# Given data:
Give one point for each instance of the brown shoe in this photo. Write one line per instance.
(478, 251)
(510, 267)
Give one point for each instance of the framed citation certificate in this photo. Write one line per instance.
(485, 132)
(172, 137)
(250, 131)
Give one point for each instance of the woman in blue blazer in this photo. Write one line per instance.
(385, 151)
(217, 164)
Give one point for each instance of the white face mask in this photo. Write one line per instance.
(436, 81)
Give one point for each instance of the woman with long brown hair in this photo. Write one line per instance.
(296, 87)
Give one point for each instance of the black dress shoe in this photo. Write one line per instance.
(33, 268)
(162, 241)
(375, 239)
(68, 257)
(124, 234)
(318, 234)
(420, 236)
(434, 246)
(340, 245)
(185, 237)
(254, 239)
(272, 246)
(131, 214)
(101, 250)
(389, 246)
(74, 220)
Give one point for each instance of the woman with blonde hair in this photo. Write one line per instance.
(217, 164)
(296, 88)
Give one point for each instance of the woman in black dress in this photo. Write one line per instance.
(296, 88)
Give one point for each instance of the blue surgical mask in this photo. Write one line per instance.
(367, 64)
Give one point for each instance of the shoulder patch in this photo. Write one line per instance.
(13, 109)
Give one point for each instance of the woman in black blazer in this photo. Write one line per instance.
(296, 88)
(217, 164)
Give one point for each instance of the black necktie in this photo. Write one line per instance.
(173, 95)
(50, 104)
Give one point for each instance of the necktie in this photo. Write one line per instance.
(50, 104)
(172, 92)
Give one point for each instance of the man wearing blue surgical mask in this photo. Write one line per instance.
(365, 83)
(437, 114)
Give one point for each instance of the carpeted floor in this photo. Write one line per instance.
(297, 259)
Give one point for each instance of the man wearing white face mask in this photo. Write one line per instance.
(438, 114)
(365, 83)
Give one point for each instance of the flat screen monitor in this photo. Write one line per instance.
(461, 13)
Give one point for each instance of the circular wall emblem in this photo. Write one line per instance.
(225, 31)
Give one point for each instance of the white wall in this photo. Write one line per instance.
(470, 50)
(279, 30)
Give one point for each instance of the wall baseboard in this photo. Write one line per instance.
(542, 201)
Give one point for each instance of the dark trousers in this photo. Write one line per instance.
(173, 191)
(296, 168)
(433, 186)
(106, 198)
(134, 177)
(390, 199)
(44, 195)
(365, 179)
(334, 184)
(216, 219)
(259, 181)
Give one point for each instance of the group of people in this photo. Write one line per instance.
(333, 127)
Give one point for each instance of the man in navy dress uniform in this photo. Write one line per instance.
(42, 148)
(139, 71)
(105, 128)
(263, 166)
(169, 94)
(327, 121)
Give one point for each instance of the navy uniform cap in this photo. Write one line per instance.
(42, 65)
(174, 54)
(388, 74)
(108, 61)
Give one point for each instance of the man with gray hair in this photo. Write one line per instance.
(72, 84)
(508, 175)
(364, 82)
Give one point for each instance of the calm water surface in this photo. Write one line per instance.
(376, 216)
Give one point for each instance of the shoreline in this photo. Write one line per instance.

# Work required:
Set out every line of the records above as one numbered list, and leave out any blank lines.

# Answer:
1. Give one point for each instance of the brown shoe in this photo. Write one line per instance.
2. (478, 251)
3. (510, 267)
4. Give one point for each instance of the framed citation certificate in this photo. Write one line per instance.
5. (485, 132)
6. (172, 137)
7. (250, 131)
8. Give one point for each instance of the woman in blue blazer in this photo. Write one line per instance.
9. (385, 151)
10. (217, 164)
11. Give one point for each instance of the white face mask in this photo. Write one line per instance.
12. (436, 81)
13. Give one point for each instance of the woman with long brown hair in this photo. Write one line per instance.
14. (296, 87)
15. Give one point for each instance of the black dress shoe in this photo. Write one line per instance.
16. (33, 268)
17. (162, 241)
18. (375, 239)
19. (68, 257)
20. (124, 234)
21. (318, 234)
22. (420, 236)
23. (434, 246)
24. (340, 245)
25. (185, 237)
26. (254, 239)
27. (272, 246)
28. (131, 214)
29. (101, 250)
30. (389, 246)
31. (74, 220)
32. Give one point for each instance of the woman with blonde hair in this photo. Write one line per instance.
33. (217, 164)
34. (296, 88)
35. Give one point for each instance of the woman in black dress in this photo. Write one line per instance.
36. (296, 88)
37. Give one point for each instance of the blue surgical mask in this photo. Write one line per instance.
38. (367, 64)
39. Give one point for each instance of the shoulder patch in this photo. Write one line per instance.
40. (13, 109)
41. Give one point for each instance of the woman in black blazer in this photo. Write one line per instance.
42. (296, 88)
43. (217, 164)
44. Give one point for each instance of the black necktie in this photo. Write one line per instance.
45. (173, 95)
46. (50, 104)
47. Give one point for each instance of the necktie in this photo. Write one line per instance.
48. (50, 104)
49. (172, 92)
50. Give one point for each instance of the man wearing blue surgical mask in this photo. Write one line per instance.
51. (365, 83)
52. (437, 114)
53. Give one point for each instance of the carpeted floor in this photo. Write one line per instance.
54. (297, 259)
55. Give one point for each instance of the man wearing white face mask in this photo. Write one line per instance.
56. (438, 114)
57. (365, 83)
58. Give one point for each instance of the flat screen monitor in this photo. Write one line per instance.
59. (461, 13)
60. Give one point for each instance of the circular wall emblem in this photo. Write one line per instance.
61. (225, 31)
62. Give one point for each instance of the white wall in this photo. Write one line per instance.
63. (470, 50)
64. (279, 30)
65. Give one point for each instance of the wall baseboard in this photo. Write one line per instance.
66. (542, 201)
67. Give one point for each instance of the dark trousers in this photo. Write one line per instance.
68. (173, 191)
69. (296, 168)
70. (433, 186)
71. (106, 198)
72. (134, 177)
73. (390, 199)
74. (44, 195)
75. (365, 179)
76. (334, 184)
77. (216, 219)
78. (259, 181)
79. Give one point for each instance of the group of people in this photo. Write one line per instance.
80. (333, 127)
81. Give one point for each instance of the man in navy dress uniform in this photo. Write one line per instance.
82. (42, 148)
83. (139, 71)
84. (105, 128)
85. (263, 166)
86. (169, 94)
87. (327, 121)
88. Give one point for each instance of the navy uniform cap in this photo. Write one line per instance.
89. (42, 65)
90. (174, 54)
91. (388, 74)
92. (108, 61)
93. Give one point for each instance of the man with gray hair in this photo. Write one line per instance.
94. (72, 84)
95. (508, 175)
96. (364, 82)
97. Give one point for each instance of the calm water surface in this photo. Write one line per instance.
98. (376, 216)
99. Give one point for each instance of the shoreline in this photo. Write one line per instance.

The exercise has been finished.